═══ SOURCE DATA

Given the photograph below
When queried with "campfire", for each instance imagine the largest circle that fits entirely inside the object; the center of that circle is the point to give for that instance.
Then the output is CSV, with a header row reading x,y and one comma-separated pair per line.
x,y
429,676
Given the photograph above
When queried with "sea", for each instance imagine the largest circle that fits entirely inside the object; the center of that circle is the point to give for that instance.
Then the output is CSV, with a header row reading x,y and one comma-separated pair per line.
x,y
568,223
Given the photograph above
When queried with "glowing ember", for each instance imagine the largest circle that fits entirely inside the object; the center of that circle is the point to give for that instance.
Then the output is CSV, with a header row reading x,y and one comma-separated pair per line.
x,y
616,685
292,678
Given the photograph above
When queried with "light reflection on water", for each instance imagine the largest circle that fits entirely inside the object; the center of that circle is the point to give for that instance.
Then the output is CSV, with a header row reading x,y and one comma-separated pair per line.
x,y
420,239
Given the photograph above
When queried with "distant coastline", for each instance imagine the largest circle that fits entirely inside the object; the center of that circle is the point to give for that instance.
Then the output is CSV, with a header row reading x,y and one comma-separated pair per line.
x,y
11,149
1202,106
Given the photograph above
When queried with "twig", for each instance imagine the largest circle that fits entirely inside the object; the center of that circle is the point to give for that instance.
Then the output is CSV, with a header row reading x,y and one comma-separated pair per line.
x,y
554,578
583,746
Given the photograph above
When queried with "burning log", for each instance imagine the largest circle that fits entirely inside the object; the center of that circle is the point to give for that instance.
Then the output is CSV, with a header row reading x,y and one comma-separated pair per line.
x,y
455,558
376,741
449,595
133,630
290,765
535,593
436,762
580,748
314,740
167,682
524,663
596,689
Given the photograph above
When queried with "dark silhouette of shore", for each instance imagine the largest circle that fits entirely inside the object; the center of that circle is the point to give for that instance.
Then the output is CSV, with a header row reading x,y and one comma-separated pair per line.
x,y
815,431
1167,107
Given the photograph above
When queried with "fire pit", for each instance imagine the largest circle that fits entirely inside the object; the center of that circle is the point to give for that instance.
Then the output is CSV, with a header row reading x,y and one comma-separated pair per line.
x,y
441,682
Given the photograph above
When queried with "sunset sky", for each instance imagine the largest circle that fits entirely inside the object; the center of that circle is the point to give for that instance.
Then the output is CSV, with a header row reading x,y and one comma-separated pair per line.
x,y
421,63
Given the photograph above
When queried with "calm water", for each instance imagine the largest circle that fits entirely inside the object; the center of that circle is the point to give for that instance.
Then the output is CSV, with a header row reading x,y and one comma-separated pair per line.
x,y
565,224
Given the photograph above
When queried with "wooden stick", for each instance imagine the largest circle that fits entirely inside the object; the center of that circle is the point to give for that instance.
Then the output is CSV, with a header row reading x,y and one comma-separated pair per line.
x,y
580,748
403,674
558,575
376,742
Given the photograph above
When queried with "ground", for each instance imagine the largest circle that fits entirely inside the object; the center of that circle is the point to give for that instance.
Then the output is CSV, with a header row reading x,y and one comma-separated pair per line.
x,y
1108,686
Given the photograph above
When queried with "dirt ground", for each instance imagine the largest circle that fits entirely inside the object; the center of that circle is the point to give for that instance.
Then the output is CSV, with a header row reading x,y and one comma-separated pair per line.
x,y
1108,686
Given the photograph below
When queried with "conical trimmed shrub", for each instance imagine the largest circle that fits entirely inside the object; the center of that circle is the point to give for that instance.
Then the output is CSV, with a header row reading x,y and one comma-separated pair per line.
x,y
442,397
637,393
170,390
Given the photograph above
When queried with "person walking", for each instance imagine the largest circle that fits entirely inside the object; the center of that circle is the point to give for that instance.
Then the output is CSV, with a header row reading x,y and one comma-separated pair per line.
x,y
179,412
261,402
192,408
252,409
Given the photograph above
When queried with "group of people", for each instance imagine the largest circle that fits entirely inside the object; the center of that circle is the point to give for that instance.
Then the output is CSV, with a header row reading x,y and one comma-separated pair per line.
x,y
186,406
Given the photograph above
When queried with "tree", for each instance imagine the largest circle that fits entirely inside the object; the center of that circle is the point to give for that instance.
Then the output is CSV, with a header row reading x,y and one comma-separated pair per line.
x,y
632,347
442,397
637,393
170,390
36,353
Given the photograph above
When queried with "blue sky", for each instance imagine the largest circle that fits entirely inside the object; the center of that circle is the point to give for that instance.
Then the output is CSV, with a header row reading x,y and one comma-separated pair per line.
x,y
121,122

══════

▶ _EXERCISE_
An exact repetition of all the entries is required.

▶ _REPLY TO THE EXERCISE_
Given the photograph below
When queried with "campfire", for each instance imagine the largest circle that fits entirely inside the object; the center of that circle is the point to give for that instance.
Then the output is CSV, with a header row reading x,y and one comma-separated pair per line.
x,y
429,676
Given the photograph above
When queried with "sea", for each instance imagine the largest circle that fits entirely inside the object; the center of that circle is the point to give for that instance.
Then the output is CSV, with a header row reading x,y and one comma-separated pair per line.
x,y
568,223
Given the photograph above
When queried with "glowing ember", for each instance imagine the largest circle that fits entirely inside the object; the center of that circle is the point to give for that instance.
Then the output is CSV, with a header row reading x,y and one comma-separated pair per line.
x,y
616,685
292,678
Given the photograph above
When queried with "light reflection on water", for each instance imagine the largest circle that fits entirely inside the object; the center of that circle is the point to give for that instance.
Then the output is CSV, with a header row reading x,y and one comma-separated pair per line.
x,y
420,239
Given the photograph above
When queried with "distant coastline", for each instance imagine the largest circle that fits entirely inside the object; the center of that circle is the point to give for that instance.
Then the output is CSV, with a header row reading x,y and one comma-separated pair per line.
x,y
11,149
1202,106
Given the photograph above
When queried with "twig", for each instance imagine the largest circle that fits entirely inside the object; the center of that circle is the point to give for that instance.
Then the output is CSV, with a header row reading x,y and one comma-separated pair per line.
x,y
554,578
583,746
Given the photograph above
When queried with "burning log", for each instance imagine the largest circle that fits entirely inside the object; the center of that circle is the point to give for that instance.
Then the output is CSV, with a header row reading x,y and one comma-separated pair per line.
x,y
455,558
376,741
449,595
133,630
290,765
535,593
436,762
580,748
314,740
167,682
524,663
596,689
Given the photograph above
When queried with "dark silhouette of shore", for each instance imagine the largest circle that fits entirely inside the object; the center of that circle is the point to give for that instance.
Then the output is CSV, with a header row reading x,y and one comma-separated pair per line.
x,y
815,431
1167,107
Given the photograph above
When queried with "fire pit", for each instance imagine the largest circle that fits entirely inside the object; the center of that circle is the point to give for that instance.
Then the output is CSV, with a header row reading x,y and one comma-separated pair per line.
x,y
441,682
Given the photograph above
When queried with "sunset sky", for each instance imagine the largest circle that fits entirely inside the object; the center of that circle is the point to give for that instance.
Then the output is CSV, with a header row reading x,y and one comma-separated pair per line.
x,y
421,63
Given the photograph above
When queried with "calm water", for each instance imagine the largest circle that fits entirely inside the object; the center of that circle is the point to give for that instance.
Then the output is CSV, with a header row reading x,y and one comma-separated pair per line.
x,y
565,224
Given the photograph above
When queried with "wooden stick", for each instance imagine the largest circle that fits entirely inside the object; the center of that circle is the point to give for that instance.
Then the output is CSV, with a header row reading x,y and one comma-separated pair per line.
x,y
580,748
403,674
558,575
376,742
Given the photograph above
When queried with "ground", for each instance imagine the largest circle that fits entirely inside the object; the center of that circle is the point to give for that instance.
Then the output is CSV, with a header row reading x,y and one comma-separated pair per line.
x,y
1108,686
Given the photograph above
When queried with "dirt ground", for each instance imagine the largest circle that fits entirely inside the object; the center of that circle is the point to give for that instance.
Then the output is CSV, with a header row reading x,y and one comma-separated pair per line.
x,y
1108,686
Given the photograph below
When queried with "conical trimmed shrub", for each instance imagine the largest circle that fits entirely inside the object; the center of that circle is the point to give for that instance.
Then the output is CSV, with a header row reading x,y and one comma-separated pair per line.
x,y
442,397
637,393
170,390
Given the photograph above
When queried with "person walking", for each instance imagine the largest circle that fits entirely inside the object; the center of that circle is the point to give for that instance.
Then the output is CSV, with a header row reading x,y and one comma-separated pair per line.
x,y
179,412
261,402
192,408
252,409
Given the photograph above
When queried with "group of people", for each instance imagine the largest circle that fits entirely inside the object; the center of that circle is the point to give for that instance.
Then the output is CSV, with a header row reading x,y and one comma-separated pair per line.
x,y
186,406
Given the photograph above
When queried with "tree", for each instance imagine the largest circle that fits entirely inside the object; the center of that circle is the point to give for that instance.
Then the output is CSV, with a header row reading x,y and one comma-separated pair per line.
x,y
632,347
442,397
637,393
170,390
36,353
Given the photograph above
When queried with "blue sky", for each instance imagine the largest circle that fits entirely inside the object; the center of that circle is the point to give for that instance.
Then the output is CSV, with a header row reading x,y and one comma-separated pair per line.
x,y
121,122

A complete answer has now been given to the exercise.